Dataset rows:
============

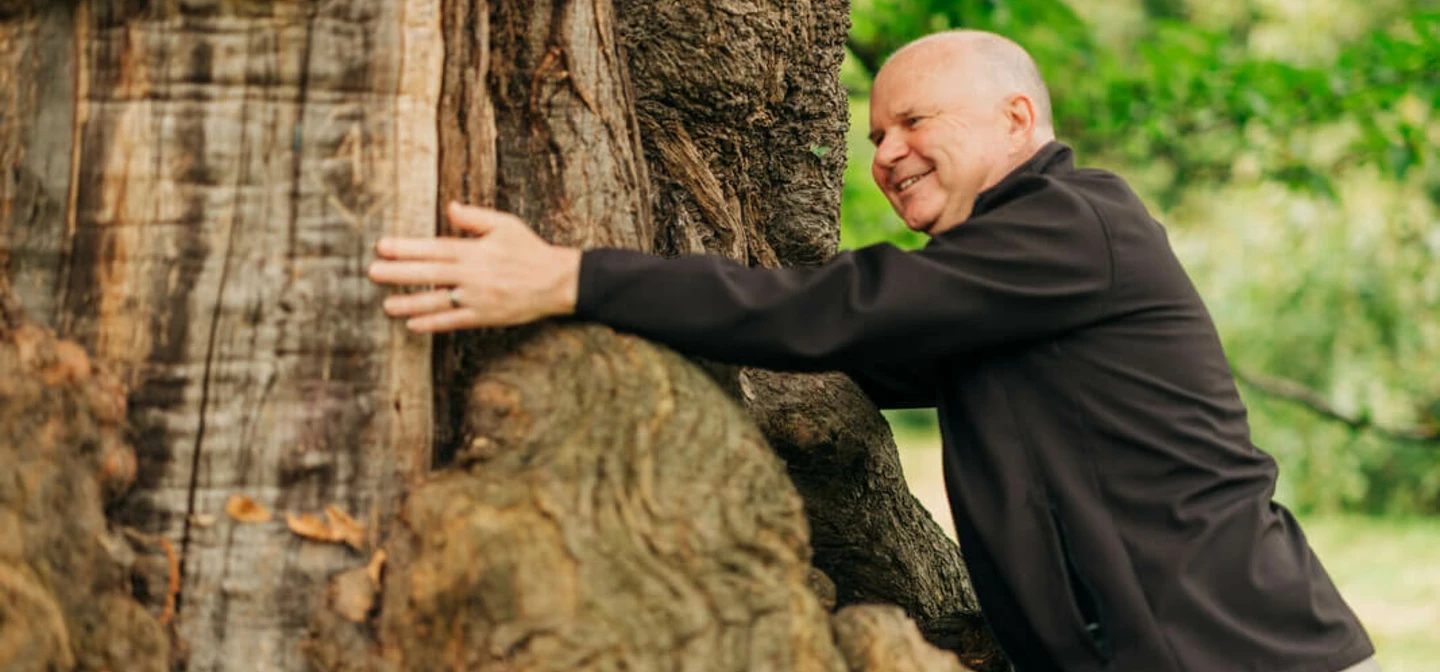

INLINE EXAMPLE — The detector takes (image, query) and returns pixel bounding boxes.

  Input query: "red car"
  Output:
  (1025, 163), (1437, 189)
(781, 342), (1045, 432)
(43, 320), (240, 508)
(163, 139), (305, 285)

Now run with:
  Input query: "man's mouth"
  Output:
(896, 170), (935, 194)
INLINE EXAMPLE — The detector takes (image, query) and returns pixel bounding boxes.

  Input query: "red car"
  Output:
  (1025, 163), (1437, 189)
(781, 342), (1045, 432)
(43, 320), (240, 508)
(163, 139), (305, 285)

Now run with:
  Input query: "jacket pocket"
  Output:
(1050, 507), (1112, 660)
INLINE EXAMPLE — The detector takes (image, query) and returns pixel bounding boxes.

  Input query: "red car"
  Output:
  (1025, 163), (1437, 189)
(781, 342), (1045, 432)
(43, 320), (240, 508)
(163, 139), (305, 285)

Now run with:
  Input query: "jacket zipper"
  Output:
(1050, 507), (1112, 660)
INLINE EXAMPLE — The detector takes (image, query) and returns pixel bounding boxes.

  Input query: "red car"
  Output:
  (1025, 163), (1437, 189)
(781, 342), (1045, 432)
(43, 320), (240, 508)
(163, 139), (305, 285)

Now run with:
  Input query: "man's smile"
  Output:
(894, 168), (935, 194)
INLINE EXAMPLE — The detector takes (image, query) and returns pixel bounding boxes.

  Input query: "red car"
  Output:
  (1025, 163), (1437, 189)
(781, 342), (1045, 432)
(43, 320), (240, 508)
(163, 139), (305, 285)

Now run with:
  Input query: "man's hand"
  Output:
(370, 203), (580, 332)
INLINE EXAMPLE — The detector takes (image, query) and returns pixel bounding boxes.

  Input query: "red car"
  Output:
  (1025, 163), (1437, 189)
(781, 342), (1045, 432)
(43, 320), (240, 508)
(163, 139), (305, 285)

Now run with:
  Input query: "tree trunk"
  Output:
(0, 0), (998, 671)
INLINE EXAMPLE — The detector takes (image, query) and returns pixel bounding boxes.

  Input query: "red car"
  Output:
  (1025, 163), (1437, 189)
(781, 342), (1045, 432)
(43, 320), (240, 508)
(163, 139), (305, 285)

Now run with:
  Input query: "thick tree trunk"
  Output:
(0, 0), (444, 671)
(0, 0), (996, 671)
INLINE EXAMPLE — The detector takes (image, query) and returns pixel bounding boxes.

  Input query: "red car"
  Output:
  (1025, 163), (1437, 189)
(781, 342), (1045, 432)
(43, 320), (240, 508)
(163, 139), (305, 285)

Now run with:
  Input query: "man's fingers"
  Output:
(384, 289), (452, 318)
(405, 309), (480, 334)
(374, 237), (459, 262)
(370, 260), (458, 285)
(446, 203), (516, 236)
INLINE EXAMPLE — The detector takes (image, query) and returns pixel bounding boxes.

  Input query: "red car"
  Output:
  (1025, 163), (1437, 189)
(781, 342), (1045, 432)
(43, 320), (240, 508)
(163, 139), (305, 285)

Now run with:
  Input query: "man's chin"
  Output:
(904, 219), (940, 236)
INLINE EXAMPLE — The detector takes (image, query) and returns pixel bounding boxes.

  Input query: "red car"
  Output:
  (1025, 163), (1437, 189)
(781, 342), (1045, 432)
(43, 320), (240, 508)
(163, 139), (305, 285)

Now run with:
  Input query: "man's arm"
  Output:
(370, 184), (1113, 371)
(576, 190), (1112, 371)
(844, 363), (940, 409)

============

Can you lay out everything from the start of the rows down to the line containing "(896, 170), (935, 194)" as a Markdown table with the columns No. and Line, numbering each line and skipping blank lines? Leave the pictures out.

Written solution
| No. | Line |
|---|---|
| 1 | INLINE EXAMPLE — The detector takes (image, query) and returns pixel bounding boxes. |
| 2 |   Input query: "red car" |
| 3 |   Output: |
| 4 |   (1025, 163), (1437, 189) |
| 5 | (781, 342), (1045, 432) |
| 6 | (43, 320), (240, 508) |
| 7 | (163, 139), (305, 285) |
| 8 | Now run with: |
| 9 |   Input query: "man's mouth" |
| 10 |   Output: |
| 11 | (896, 170), (935, 194) |